### Task description
Copy the lines verbatim, beginning with the line that contains "flame shown in this photo?" and continuing through the end of the data, and only those lines.

### Material to process
* begin *

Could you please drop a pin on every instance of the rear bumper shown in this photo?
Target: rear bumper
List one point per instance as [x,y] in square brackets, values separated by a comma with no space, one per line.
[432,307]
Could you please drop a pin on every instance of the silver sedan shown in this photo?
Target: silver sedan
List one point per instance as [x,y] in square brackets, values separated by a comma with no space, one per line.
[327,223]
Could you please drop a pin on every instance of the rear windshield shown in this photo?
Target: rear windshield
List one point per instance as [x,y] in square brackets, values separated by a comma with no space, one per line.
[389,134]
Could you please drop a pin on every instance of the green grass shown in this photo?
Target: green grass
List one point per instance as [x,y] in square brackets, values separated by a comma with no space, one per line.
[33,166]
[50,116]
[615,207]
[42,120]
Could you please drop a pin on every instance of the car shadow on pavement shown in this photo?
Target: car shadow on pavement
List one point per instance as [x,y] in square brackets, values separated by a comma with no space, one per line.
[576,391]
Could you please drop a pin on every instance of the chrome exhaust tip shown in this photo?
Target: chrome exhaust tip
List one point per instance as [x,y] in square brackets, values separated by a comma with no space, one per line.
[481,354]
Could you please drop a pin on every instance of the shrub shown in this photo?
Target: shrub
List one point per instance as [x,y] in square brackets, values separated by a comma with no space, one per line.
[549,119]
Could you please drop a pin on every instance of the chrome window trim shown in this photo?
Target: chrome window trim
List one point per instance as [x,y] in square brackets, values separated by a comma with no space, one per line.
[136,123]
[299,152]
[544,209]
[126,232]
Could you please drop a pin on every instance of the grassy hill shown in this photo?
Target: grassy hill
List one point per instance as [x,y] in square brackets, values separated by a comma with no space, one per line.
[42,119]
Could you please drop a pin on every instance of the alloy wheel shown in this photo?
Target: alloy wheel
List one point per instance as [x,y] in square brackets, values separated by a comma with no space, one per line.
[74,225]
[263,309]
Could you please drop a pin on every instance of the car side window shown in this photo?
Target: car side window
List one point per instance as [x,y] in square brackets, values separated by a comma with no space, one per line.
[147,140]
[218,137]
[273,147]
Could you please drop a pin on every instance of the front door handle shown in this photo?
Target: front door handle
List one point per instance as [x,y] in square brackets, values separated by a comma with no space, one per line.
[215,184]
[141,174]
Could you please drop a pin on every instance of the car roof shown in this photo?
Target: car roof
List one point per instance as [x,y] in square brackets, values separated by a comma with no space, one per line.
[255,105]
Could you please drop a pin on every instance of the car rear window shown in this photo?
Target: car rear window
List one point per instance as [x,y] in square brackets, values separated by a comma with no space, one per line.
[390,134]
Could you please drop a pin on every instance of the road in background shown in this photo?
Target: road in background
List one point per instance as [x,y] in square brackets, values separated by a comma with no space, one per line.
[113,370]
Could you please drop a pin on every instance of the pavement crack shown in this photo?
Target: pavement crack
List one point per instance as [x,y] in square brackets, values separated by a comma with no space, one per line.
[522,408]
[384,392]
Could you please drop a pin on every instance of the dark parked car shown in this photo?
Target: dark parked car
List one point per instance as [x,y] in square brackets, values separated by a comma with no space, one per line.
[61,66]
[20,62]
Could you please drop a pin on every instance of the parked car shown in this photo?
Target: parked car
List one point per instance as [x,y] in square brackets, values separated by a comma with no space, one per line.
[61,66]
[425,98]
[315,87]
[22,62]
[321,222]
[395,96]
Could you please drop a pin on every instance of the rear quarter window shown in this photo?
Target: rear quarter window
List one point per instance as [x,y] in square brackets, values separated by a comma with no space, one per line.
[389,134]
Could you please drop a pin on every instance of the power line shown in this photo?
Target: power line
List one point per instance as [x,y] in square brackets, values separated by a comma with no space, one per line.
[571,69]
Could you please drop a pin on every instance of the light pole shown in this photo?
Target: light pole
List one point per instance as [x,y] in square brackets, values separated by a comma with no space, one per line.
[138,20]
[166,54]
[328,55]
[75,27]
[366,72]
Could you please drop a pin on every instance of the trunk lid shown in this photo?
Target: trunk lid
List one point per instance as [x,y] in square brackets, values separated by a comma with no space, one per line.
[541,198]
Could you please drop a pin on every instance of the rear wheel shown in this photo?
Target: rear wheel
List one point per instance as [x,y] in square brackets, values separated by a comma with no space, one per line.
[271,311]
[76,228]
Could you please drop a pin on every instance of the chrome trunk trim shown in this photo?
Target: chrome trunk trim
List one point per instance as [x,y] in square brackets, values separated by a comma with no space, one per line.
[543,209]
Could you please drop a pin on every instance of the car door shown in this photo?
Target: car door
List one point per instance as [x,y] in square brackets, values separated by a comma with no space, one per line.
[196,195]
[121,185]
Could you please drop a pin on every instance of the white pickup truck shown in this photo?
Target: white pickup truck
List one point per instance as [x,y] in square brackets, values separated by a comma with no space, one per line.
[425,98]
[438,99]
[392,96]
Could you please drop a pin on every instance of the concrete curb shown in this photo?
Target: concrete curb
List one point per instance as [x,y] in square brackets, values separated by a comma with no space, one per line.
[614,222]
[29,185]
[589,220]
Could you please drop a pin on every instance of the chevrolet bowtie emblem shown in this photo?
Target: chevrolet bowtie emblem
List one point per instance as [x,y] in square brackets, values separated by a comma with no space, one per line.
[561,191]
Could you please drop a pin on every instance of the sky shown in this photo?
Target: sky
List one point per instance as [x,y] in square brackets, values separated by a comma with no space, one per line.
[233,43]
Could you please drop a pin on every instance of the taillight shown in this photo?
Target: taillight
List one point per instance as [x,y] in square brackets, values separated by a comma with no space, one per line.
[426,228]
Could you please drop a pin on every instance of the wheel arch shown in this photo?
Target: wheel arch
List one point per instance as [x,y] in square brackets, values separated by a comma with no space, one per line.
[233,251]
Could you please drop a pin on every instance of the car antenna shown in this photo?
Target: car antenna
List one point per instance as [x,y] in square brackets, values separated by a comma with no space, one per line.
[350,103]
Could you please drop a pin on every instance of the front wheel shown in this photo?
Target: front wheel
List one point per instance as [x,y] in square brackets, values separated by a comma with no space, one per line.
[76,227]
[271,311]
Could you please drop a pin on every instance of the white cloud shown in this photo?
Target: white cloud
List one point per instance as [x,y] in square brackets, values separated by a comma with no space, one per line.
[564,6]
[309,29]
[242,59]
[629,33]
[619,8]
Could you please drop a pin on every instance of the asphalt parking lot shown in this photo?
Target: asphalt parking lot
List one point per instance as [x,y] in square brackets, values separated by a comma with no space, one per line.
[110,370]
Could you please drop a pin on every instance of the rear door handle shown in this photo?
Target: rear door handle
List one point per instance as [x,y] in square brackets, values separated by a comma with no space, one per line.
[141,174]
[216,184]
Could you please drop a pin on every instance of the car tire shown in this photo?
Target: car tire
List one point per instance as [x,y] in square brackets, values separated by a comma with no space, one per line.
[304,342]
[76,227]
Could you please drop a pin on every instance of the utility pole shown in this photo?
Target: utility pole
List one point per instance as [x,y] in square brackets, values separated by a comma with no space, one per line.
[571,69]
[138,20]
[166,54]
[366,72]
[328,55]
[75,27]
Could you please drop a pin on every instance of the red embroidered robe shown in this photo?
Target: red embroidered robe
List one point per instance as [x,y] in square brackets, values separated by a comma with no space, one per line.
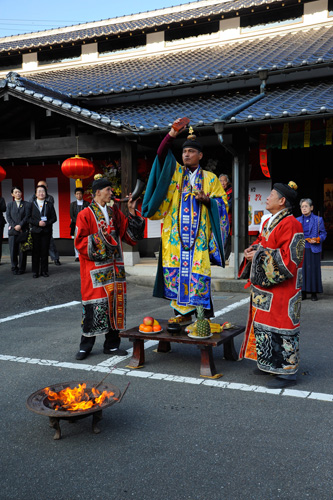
[103,284]
[272,334]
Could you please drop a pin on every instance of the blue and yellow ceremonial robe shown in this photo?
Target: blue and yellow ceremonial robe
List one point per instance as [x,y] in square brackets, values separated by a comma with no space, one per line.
[193,234]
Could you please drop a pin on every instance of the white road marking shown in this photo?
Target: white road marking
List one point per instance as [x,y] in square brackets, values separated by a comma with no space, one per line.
[37,311]
[218,384]
[231,307]
[104,366]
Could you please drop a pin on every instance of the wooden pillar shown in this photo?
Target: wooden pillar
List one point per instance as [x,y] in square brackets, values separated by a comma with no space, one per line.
[240,145]
[128,169]
[128,179]
[244,174]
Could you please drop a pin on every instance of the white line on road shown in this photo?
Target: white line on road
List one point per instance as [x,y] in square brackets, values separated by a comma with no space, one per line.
[37,311]
[231,307]
[218,384]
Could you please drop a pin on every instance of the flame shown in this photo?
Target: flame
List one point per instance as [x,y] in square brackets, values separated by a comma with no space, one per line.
[77,399]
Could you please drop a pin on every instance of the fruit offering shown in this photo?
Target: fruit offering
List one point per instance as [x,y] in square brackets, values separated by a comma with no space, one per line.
[203,326]
[149,324]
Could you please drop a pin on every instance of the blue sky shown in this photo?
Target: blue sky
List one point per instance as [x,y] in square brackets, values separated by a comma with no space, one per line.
[22,16]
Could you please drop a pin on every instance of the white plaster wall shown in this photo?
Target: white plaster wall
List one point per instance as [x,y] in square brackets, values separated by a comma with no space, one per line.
[315,12]
[230,28]
[155,41]
[89,52]
[29,61]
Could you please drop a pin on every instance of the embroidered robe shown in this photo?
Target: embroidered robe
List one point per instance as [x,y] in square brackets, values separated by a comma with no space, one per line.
[103,284]
[193,235]
[272,333]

* end *

### Response to the task
Could you please drop a pin on every instance of the flame shown in this photo?
Target: flame
List one point per instance as [x,y] in square brackets, values separated by a comma with no space, one per line.
[77,399]
Could you please drop a pin on every instance of the fruit offering shown in this photo?
Target: fruit offering
List one point per instance as [x,y] in square brackets, values separated by a comma with no space, one per line.
[203,326]
[149,324]
Could you please drop a pin on every instance of the blue sky shown in this photo?
Target: blue sky
List one point per instance as [x,y] in square brackets, values separated by a comma with no space, one per line.
[22,16]
Could you please drop a pin on every instance of the white plaster wall shown in this photo?
Target: white plaster wall
List one point per instance as [x,y] in square brackets, values separated by a comma with no space, one per line.
[315,12]
[230,28]
[155,41]
[89,52]
[29,61]
Could you please drop a pin on every instance of the embroidered robe shown in this photo?
Target: embroidered robe
List one point per instance as [x,y] in square brackets, values separated by a comma with no space, one per line.
[103,284]
[193,235]
[272,333]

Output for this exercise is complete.